----- Supplied records -----
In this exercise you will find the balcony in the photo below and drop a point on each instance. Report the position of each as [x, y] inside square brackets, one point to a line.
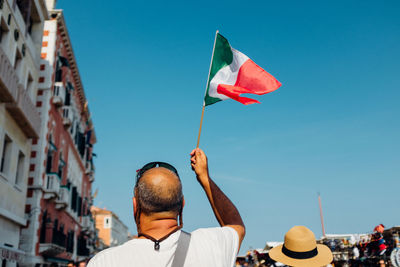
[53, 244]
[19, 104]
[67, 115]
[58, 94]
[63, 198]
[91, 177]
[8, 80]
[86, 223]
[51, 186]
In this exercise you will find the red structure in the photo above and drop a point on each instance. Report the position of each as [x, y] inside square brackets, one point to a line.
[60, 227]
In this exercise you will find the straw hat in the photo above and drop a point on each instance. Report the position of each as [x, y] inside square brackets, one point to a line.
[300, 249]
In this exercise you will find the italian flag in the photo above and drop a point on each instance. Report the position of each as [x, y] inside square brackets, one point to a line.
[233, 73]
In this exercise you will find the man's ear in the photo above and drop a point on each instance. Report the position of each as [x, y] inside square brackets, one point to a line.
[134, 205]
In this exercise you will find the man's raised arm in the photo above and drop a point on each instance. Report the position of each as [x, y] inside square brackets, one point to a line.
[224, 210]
-----
----- Supplied records -----
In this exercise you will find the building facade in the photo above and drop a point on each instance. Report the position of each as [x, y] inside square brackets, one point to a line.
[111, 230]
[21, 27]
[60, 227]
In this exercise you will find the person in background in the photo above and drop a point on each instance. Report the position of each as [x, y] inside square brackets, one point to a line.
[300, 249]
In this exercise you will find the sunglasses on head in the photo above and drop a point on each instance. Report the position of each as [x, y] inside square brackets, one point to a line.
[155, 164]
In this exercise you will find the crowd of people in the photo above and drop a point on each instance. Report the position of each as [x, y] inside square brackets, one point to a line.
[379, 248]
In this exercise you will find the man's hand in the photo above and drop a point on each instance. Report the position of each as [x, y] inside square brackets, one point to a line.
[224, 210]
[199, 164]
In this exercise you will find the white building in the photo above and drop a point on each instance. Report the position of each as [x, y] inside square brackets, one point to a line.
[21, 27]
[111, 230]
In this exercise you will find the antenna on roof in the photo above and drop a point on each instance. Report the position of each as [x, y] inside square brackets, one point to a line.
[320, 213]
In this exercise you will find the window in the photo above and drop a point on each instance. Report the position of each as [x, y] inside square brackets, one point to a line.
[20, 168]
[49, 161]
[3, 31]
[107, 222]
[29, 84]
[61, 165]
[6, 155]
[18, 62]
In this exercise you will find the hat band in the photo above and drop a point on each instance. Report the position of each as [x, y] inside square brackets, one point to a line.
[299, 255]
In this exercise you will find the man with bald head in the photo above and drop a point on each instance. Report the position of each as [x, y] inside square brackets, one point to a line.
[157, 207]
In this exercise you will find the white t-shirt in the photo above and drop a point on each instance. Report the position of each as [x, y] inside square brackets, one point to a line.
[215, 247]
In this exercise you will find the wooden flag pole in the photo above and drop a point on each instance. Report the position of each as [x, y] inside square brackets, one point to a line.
-----
## Problem requirements
Pick out each line in the records above that contains the word "building" and copy those lines out.

## Solution for this task
In this exercise you will find the building facade in the photo above and drop a point on each instance. Report the position of each as [x, y] inside square brackets, one point to a line.
In this exercise you will find the white building in the photo above and drop a point on each instance. Report the position of each as [x, y] inside square brackets, one point to a line.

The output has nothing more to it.